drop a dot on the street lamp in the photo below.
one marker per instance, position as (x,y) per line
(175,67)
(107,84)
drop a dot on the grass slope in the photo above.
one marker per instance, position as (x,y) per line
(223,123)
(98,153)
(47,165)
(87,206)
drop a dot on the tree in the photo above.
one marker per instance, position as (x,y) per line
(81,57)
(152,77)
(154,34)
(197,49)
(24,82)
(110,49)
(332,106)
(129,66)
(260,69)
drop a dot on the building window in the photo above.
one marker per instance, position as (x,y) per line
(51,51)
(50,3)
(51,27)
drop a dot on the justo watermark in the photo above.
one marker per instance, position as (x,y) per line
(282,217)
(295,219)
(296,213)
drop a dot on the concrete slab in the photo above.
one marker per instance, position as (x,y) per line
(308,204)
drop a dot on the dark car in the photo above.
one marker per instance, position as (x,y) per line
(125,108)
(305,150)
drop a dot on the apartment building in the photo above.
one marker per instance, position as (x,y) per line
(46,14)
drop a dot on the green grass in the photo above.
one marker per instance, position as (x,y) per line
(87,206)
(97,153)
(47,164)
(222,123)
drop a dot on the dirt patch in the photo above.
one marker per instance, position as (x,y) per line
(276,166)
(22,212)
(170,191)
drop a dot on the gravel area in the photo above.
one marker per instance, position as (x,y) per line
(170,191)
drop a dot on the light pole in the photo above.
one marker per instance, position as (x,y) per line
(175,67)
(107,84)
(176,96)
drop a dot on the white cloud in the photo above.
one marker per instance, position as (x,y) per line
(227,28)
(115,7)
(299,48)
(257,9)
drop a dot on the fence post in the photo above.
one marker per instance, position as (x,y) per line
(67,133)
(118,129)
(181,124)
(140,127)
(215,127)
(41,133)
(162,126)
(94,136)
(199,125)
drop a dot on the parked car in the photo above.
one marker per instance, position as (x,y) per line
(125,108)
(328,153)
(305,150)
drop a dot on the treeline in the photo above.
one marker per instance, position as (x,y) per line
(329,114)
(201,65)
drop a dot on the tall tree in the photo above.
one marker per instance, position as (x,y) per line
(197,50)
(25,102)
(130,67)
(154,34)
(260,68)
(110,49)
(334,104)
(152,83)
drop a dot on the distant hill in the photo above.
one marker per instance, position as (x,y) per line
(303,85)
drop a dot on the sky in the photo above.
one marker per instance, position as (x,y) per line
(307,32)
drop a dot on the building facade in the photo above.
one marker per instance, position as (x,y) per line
---------------
TASK PROMPT = Return each line of the records above in which the word "grass" occurs.

RESULT OF THIS TASK =
drop a dot on the grass slope in the photo above.
drop a dot on the green grass in the photo above.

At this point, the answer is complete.